• [TASK STATEMENT]:
Can you show every line of the listing below that contains the word "sandy"?
BEGIN MATERIAL SUPPLIED
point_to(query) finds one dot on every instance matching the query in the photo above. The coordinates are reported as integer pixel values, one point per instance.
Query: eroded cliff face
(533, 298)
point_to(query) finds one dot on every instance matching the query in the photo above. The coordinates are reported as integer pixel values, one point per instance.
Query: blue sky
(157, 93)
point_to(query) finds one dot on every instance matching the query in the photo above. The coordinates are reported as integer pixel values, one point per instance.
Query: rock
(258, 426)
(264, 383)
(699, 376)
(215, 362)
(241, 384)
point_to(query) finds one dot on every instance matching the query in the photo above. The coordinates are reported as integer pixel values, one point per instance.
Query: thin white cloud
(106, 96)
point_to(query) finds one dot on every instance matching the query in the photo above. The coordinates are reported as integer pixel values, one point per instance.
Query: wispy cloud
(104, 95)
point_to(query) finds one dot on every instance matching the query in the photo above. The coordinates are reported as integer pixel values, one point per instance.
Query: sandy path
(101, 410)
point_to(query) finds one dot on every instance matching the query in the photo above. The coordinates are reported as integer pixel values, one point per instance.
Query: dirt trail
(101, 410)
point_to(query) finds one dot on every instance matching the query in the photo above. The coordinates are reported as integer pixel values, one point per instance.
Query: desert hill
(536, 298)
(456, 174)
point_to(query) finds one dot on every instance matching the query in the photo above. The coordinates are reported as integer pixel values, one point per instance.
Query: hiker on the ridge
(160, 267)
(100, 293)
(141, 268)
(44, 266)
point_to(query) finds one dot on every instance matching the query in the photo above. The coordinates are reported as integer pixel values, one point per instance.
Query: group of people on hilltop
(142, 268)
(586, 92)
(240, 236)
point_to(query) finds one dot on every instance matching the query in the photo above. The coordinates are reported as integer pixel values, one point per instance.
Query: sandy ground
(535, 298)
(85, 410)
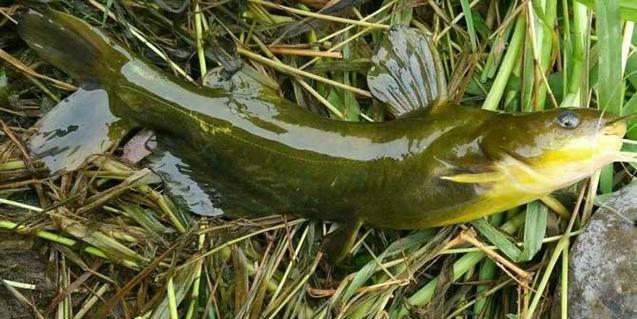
END MATERIAL SUPPLIED
• [SOLUTION TO THIS TASK]:
Query: sandy path
Query: sandy ground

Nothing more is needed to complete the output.